Requirement 1: From the passage on wealth managers and client services, copy word for word the part starting with "It’s not so" and going on through "Advisor Solutions group.".
Requirement 2: Resume the passage about wealth managers offering services beyond money management, picking up right after its final sentence.

Provided passage:
It’s not so far-fetched. These days, families with $10 million — or even less — are demanding the kinds of services once reserved for clients with $100 million or more, according to Gabe Garcia, head of relationship management for BNYMellon|Pershing’s Advisor Solutions group.

“The values proposition has changed,” said Garcia, who spoke on a panel at the firm’s Insite conference. “What you’re providing has changed. The traditional building blocks of a successful practice may need to be torn down. How does your business evolve and adjust? You need to be thinking about it today.”

When a client asked Scott Klososky to help arrange a special family trip, the founding partner of digital strategy firm TriCorps Technologies, after getting over his surprise, made it happen. He then created and filled a position dedicated to client experiences. Klososky recommends advisors make similar concessions to client demands. “The actual management of assets is becoming commoditized,” said Klososky, who appeared with Garcia on a conference panel. “We can't just say, ‘my firm manages better than your firm.’”

The idea of hiring an "experience concierge," as Garcia calls it, may seem far-fetched but societal changes are rattling the foundation of wealth management. Having someone on staff who knows the details of a family’s wealth and priorities is a “selling point for new clients,” Klososky said. “We know how much they can afford, we know whether they will fly on a private plane versus first class. Wealth managers will need to figure out how to provide services that are different from just managing money.”

Recorded information:
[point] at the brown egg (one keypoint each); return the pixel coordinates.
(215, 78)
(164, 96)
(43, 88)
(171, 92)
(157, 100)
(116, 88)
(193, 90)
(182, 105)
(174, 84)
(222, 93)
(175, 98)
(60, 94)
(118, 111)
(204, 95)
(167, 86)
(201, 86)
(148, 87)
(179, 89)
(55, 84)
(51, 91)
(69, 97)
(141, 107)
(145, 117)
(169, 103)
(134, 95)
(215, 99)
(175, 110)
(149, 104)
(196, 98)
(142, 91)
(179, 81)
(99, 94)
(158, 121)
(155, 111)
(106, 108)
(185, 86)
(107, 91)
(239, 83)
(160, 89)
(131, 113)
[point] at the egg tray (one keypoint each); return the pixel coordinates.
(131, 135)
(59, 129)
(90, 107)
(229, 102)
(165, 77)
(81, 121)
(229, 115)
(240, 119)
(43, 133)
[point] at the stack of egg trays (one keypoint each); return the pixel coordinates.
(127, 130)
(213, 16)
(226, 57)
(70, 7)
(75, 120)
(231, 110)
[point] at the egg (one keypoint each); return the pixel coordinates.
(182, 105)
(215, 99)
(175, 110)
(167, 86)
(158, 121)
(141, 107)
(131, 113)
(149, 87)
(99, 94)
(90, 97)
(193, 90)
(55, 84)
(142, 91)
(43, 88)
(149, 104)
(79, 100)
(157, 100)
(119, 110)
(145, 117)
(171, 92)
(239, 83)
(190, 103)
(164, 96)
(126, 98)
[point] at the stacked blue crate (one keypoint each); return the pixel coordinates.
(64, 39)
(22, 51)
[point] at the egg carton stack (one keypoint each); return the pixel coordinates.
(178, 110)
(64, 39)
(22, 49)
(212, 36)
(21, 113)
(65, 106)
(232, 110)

---

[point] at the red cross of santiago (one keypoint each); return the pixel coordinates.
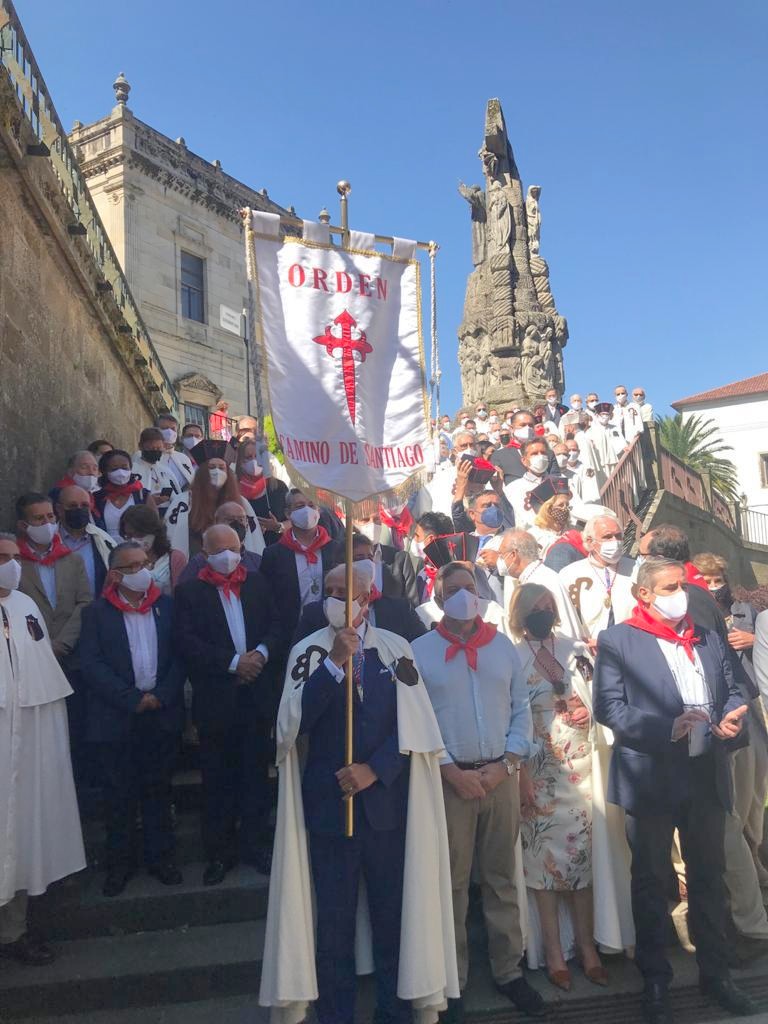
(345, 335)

Exercise output 1:
It’s not so far-fetched. These days, families with $10 million — or even less — are demanding the kinds of services once reserved for clients with $100 million or more, according to Gabe Garcia, head of relationship management for BNYMellon|Pershing’s Advisor Solutions group.

Exercise output 2:
Robos are taking over many investment recommendation duties. Indeed, they run through risk scenarios better and faster than humans, Garcia and Klososky agreed. Machine intelligence easily and inexpensively performs back office tasks, investment monitoring — even client communication. And boomers, who hold 56% of the country’s investable assets, compared with younger investors’ 20%, increasingly tell Pershing advisors they want to invest in experiences rather than waiting for their children to inherit the wealth.

Concierge-type services will also help attract and keep younger clients without millions to invest, said Garcia. It will also help firms diversify. “You have 82 million millennials who are earning income. They have equally complex needs as boomers but don’t have the assets.” Offering more experience-based advice will likely force firms to alter their fee structure. “Those kinds of services are never AUM-based services,” Garcia went on.

Advisors who have shifted away from offering just financial advice have benefited, according to Garcia and Klososky. “Today, we are seeing more experience-led, experience-driven services; more technological collaboration,” said Garcia. “And we are seeing better outcomes.”